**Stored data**
Content starts
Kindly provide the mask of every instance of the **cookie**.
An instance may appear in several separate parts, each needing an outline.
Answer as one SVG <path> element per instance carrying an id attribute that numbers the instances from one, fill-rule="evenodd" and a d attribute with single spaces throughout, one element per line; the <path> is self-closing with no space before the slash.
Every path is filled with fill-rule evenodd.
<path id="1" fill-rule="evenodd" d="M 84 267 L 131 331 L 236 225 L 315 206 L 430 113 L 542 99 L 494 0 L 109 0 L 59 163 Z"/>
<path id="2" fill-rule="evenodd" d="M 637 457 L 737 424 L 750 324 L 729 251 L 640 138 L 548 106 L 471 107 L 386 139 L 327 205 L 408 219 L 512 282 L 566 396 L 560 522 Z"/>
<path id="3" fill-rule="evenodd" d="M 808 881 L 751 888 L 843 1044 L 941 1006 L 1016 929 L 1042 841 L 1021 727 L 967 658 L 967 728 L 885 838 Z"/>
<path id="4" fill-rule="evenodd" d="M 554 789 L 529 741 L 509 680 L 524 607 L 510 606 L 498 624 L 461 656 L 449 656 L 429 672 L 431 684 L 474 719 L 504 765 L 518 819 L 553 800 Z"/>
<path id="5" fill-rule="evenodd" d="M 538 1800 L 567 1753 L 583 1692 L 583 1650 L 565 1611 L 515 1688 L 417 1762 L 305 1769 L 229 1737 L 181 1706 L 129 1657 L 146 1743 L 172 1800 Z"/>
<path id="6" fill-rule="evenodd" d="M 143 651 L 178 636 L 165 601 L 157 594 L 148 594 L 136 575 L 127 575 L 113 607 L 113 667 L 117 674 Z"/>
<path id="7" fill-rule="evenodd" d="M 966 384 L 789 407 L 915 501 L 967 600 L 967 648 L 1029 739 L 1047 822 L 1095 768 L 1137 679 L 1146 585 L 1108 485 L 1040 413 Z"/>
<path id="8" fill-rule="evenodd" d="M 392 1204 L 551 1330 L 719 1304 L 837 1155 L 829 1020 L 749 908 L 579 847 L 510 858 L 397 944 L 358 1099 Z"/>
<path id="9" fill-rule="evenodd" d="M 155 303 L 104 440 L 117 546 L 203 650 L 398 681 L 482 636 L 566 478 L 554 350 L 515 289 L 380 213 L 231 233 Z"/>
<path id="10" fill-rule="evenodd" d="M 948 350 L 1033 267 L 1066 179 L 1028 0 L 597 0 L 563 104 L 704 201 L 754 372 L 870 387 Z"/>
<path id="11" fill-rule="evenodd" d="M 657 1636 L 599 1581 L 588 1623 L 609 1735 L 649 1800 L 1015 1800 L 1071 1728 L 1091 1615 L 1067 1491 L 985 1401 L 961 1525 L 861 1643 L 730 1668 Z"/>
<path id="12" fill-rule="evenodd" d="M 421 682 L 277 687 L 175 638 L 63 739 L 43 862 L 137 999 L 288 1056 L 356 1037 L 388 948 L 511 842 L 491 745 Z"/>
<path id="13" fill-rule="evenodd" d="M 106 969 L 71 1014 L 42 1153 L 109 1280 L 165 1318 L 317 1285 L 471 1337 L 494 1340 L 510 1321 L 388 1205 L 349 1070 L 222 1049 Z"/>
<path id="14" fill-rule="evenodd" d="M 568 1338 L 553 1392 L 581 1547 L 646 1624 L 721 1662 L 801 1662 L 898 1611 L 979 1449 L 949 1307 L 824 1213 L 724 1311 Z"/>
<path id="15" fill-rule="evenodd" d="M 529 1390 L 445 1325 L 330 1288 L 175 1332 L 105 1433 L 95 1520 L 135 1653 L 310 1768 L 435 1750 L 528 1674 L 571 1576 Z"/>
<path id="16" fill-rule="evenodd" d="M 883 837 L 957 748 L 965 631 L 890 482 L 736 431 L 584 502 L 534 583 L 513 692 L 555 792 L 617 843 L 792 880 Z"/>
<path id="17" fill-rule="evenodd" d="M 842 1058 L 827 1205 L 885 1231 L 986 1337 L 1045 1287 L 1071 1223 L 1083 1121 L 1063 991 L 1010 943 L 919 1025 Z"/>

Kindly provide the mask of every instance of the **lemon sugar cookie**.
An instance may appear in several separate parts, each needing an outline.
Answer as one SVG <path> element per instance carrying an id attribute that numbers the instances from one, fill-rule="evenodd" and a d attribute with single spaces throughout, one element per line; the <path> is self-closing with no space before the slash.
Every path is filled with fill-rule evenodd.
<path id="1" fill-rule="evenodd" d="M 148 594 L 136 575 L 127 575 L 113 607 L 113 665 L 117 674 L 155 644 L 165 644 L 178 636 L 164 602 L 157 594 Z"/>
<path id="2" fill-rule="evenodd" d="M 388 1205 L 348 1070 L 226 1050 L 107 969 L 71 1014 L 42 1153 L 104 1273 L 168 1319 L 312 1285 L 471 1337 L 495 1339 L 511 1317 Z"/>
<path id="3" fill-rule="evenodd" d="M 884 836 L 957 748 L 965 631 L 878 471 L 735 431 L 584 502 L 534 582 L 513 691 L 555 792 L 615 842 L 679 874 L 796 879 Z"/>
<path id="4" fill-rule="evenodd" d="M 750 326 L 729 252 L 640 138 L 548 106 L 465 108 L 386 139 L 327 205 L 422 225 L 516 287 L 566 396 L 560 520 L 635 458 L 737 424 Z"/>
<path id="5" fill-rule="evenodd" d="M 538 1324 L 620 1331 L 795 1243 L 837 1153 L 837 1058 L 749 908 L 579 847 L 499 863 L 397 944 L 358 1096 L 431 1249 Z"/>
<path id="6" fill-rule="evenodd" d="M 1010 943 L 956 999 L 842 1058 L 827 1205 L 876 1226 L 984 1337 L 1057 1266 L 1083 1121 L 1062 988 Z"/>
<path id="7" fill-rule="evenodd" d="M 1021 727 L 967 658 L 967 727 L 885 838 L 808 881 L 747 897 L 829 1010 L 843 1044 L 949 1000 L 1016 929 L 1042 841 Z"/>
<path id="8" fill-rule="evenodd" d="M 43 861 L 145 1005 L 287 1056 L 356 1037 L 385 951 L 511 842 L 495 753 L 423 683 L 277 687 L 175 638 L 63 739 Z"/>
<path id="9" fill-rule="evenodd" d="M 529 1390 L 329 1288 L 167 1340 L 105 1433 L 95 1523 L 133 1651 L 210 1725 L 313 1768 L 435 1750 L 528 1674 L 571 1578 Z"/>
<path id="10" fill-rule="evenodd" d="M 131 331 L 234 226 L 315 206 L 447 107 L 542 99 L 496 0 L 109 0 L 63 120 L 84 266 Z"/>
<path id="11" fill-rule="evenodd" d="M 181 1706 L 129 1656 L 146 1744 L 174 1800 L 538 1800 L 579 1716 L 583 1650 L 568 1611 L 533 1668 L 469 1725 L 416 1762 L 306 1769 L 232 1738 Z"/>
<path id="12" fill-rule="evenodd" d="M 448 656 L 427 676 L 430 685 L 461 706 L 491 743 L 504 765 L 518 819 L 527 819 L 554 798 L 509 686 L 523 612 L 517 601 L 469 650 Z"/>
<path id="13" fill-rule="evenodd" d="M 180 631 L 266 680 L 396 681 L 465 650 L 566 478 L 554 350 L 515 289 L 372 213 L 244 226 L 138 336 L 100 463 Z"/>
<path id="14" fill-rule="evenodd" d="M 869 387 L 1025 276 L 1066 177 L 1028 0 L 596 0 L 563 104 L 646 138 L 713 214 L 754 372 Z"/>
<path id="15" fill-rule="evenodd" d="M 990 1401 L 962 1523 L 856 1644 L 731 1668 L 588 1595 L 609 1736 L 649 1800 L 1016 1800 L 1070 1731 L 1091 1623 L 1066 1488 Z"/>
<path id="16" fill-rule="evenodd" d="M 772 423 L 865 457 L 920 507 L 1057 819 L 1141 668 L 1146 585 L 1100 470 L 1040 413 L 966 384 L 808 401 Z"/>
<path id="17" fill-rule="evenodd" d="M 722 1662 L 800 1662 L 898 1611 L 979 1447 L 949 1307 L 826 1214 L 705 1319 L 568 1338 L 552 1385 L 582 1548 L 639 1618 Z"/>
Content ends
**Goal of the exercise**
Nothing but a number should be given: the count of lines above in which the word "cookie" occurs.

**Written reply**
2